Consignes de l'exercice
Recopiez mot pour mot, dans l'homélie consacrée à Arnaud Beltrame, tout le passage qui va de « Arnaud est mort, et » jusqu'à « nous a réveillés. ».

Extrait du document
---*---

Cela faisait une semaine que j’essayais de composer mon homélie
pour Pâques, pas moyen ! Chaque fois que je m’y attelais, la figure
d’Arnaud Beltrame me sautait à la figure ! Pour finir, je crois que j’ai
compris : Arnaud lui-même doit entrer dans cette homélie !
Arnaud est mort, et toute la France, tétanisée, stupéfaite,
pleure… Mais, paradoxalement, son sacrifice – car c’est bel et bien un
sacrifice, n’en déplaise à ceux qui disent qu’il n’a fait que son travail de
gendarme – paradoxalement son sacrifice a donné un souffle de vie, a réveillé
(tiens, c’est le même mot appliqué par l’Ecriture à la Résurrection :
Jésus « s’est réveillé d’entre les morts »), a réveillé tout le
pays. Tout à coup chacun se dit : « A cause de ces hommes qui donnent leur vie pour les autres, nous sommes
un beau et grand pays, vivant, capable d’aimer et de sauver, loin de la volonté
de puissance et du tout money. Il y a encore place chez nous pour le don
gratuit. » Oui, Arnaud nous a réveillés.

---*---

Informations extraites
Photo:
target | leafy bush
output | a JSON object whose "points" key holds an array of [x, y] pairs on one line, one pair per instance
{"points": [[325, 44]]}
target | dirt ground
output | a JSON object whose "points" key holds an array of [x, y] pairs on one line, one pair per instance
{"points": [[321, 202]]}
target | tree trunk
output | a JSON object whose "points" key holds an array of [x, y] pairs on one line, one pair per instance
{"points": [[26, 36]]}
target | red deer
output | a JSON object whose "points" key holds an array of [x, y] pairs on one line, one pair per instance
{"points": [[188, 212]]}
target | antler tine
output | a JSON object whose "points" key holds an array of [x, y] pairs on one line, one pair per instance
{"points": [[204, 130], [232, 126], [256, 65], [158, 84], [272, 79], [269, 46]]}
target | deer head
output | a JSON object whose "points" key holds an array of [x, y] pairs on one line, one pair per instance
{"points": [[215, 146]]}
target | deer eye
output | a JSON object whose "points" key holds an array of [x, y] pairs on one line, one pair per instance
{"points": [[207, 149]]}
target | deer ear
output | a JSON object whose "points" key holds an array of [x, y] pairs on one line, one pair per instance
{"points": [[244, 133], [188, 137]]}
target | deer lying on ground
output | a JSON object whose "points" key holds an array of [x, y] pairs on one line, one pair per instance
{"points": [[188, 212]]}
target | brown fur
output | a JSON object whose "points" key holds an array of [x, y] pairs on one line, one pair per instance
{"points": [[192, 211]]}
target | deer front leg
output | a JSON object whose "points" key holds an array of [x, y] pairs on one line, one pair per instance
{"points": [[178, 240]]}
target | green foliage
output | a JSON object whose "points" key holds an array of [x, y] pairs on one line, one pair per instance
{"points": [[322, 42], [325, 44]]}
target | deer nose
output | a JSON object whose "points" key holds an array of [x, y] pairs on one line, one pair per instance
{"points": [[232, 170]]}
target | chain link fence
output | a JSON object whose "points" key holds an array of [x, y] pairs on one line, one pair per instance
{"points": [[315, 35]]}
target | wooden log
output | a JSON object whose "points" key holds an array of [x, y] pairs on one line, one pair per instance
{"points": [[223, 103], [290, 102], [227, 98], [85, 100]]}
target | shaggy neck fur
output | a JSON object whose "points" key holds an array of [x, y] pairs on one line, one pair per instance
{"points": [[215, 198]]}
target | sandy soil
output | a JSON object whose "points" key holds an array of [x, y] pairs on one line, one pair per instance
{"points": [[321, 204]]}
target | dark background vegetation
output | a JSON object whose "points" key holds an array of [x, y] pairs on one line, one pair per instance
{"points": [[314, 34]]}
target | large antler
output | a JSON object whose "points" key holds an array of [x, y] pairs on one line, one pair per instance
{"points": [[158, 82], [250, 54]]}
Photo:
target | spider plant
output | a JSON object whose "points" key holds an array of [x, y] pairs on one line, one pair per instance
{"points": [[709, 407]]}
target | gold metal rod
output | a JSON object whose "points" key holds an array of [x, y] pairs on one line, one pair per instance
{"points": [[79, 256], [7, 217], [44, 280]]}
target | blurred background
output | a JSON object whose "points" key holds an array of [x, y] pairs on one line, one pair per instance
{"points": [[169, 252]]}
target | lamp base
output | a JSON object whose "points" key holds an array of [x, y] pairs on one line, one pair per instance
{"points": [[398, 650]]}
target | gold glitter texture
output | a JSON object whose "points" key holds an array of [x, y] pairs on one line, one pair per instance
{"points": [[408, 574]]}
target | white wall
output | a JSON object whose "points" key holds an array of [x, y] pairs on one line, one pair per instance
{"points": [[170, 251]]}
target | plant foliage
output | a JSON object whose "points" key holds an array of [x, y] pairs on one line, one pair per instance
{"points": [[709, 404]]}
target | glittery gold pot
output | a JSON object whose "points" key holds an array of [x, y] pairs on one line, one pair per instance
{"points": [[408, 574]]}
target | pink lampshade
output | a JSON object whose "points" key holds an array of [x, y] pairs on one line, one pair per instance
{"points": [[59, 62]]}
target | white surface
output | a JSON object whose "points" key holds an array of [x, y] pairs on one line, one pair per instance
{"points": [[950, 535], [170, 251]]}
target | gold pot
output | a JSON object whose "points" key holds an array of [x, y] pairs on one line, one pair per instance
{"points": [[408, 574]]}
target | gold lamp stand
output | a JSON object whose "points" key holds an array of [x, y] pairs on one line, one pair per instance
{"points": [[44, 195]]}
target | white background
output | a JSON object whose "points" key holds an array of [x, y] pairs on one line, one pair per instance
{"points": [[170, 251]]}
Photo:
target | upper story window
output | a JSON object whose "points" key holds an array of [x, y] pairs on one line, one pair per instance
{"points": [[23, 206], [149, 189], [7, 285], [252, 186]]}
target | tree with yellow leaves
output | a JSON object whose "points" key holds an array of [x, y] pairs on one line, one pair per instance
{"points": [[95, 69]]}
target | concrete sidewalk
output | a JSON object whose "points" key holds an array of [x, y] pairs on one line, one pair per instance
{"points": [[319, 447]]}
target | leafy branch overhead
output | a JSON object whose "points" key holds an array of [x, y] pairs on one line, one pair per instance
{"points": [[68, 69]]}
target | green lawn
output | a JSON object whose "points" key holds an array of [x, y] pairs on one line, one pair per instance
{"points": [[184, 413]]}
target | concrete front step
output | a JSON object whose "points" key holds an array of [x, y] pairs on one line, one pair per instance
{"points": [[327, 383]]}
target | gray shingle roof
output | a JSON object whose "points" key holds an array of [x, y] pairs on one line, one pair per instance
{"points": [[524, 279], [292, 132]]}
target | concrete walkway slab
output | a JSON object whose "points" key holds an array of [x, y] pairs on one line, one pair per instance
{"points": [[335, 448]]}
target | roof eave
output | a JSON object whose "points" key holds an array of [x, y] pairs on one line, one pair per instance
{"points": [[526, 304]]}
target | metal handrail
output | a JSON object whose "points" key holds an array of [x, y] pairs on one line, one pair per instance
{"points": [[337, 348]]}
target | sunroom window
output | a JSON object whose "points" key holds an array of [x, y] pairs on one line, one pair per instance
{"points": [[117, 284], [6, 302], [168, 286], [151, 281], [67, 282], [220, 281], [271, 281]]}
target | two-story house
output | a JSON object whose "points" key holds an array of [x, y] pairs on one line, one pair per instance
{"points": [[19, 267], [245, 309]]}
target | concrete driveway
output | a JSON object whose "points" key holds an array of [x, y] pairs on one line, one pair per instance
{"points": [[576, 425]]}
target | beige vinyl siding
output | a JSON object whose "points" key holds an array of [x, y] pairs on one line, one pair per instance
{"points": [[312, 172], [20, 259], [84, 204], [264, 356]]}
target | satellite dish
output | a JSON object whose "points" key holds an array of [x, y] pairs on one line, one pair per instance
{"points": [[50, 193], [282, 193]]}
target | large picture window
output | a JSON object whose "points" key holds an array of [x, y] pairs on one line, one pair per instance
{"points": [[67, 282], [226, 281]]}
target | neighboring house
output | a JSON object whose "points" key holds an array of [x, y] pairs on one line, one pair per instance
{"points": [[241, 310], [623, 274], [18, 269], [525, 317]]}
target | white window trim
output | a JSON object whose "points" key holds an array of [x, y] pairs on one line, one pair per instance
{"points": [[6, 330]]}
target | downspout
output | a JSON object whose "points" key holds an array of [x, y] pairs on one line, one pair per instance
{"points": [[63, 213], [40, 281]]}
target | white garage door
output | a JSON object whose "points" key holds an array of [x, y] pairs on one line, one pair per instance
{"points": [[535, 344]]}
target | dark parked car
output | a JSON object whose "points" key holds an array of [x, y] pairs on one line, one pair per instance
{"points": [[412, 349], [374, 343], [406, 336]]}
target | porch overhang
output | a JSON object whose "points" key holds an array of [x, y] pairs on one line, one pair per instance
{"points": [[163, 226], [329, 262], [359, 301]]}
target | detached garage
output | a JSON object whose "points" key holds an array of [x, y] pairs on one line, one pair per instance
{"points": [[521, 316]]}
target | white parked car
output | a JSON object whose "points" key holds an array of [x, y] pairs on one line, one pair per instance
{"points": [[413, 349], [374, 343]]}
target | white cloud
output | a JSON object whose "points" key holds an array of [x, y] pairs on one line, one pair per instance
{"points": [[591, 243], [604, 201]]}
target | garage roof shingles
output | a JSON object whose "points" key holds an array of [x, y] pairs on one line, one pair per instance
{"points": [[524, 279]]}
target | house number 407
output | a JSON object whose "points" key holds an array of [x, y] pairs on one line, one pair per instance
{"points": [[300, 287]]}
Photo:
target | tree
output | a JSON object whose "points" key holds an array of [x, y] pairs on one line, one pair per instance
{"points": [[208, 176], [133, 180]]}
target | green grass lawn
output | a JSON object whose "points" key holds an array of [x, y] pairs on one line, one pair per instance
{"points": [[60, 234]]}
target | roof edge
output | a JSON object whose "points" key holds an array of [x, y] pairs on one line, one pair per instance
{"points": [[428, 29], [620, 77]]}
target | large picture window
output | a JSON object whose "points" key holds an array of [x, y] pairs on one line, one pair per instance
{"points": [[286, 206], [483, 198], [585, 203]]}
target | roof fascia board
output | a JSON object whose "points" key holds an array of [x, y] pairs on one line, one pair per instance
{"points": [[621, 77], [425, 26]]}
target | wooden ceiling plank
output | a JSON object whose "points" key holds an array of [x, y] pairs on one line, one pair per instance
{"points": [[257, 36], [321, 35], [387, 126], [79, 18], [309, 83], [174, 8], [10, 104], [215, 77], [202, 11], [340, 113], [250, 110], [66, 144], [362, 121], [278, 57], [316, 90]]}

---*---

Exercice corrigé
Arnaud est mort, et toute la France, tétanisée, stupéfaite,
pleure… Mais, paradoxalement, son sacrifice – car c’est bel et bien un
sacrifice, n’en déplaise à ceux qui disent qu’il n’a fait que son travail de
gendarme – paradoxalement son sacrifice a donné un souffle de vie, a réveillé
(tiens, c’est le même mot appliqué par l’Ecriture à la Résurrection :
Jésus « s’est réveillé d’entre les morts »), a réveillé tout le
pays. Tout à coup chacun se dit : « A cause de ces hommes qui donnent leur vie pour les autres, nous sommes
un beau et grand pays, vivant, capable d’aimer et de sauver, loin de la volonté
de puissance et du tout money. Il y a encore place chez nous pour le don
gratuit. » Oui, Arnaud nous a réveillés.